Before Michael Cohen moved to Englewood, he spent many years in New York city and state government; starting when he was 19, he basically breathed politics. As he grew into adulthood, his knowledge of how to build the kinds of real relationships that underlie the more performative aspects of politics became a core part of how he understood the world.
Mr. Cohen is in his 40s now, and he’s the eastern regional director of the Simon Wiesenthal Center. As he looks back at one of the formative experiences of his time in state politics, he tells a story — one of the many benefits of talking to Mr. Cohen is his wealth of stories, and his skill and joy in telling them — about the time that “a high-level Jewish organization came to us to pitch us on an issue that was important to the Jewish community,” he said. “They didn’t know how to make a specific ask.” As it turned out, the state legislature already had acted on the issue, but the organization knew neither that news, nor how to ask for what they wanted. “Even the most prestigious Jewish organizations often don’t have those skills.”

======

§ TASK INSTRUCTIONS:
#1 Please answer these questions about the article on Michael Cohen:
(a) At what age did he start working in politics?
(b) What position does he hold now?
(c) To what place did he move?
#2 Print the part of the Michael Cohen article that opens with the words containing "Before Michael Cohen" and closes with "understood the world.".
#3 Carry on the article about Michael Cohen from the point where it stops.
The data that follows is not needed for any task.

§ SUPPLIED INFORMATION:
======

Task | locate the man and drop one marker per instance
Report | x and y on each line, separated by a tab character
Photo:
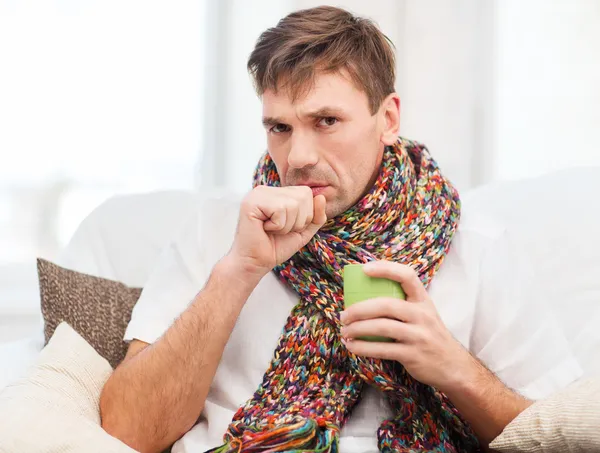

======

§ ANSWERS TO THE TASKS:
#1
(a) 19
(b) Eastern regional director of the Simon Wiesenthal Center
(c) Englewood

#2
Before Michael Cohen moved to Englewood, he spent many years in New York city and state government; starting when he was 19, he basically breathed politics. As he grew into adulthood, his knowledge of how to build the kinds of real relationships that underlie the more performative aspects of politics became a core part of how he understood the world.

#3
If you don’t know how to ask, you’re less likely to get what you need, Mr. Cohen said. That knowledge is based on both experience-driven intuition and an understanding of protocols, vocabulary, and psychology. That might sound grander than it feels, but the problem is real.
About eight years ago, the Wiesenthal Center began its government advocacy internship program, which places students in summer internship programs, pairs that with a weekly seminar, provides each student with a mentor, and helps them learn to navigate the maze of government.
“When we started it, we recognized that as the Jewish community, we have to interact with folks in the government if we want to have an impact. There are only so many opportunities to have those meetings, and if we don’t do it correctly, we waste those opportunities. We can’t afford to do that.
“So we realized that at Wiesenthal we have to train the next generation of Jewish leaders to make sure they have the skills to deal with the government, media, philanthropists, and others, to make the right impact for the community’s agenda. If people who are advocating for the community don’t understand the jurisdictions or the capacities or the capabilities of the official they’re talking to, they won’t know what to ask for. They won’t know what can be done in any of those spheres of influence.” Often, if an official says no, “it’s not a reflection of whether that official wants to help.” Instead, it’s about whether that official can help, once he or she understands what the request is.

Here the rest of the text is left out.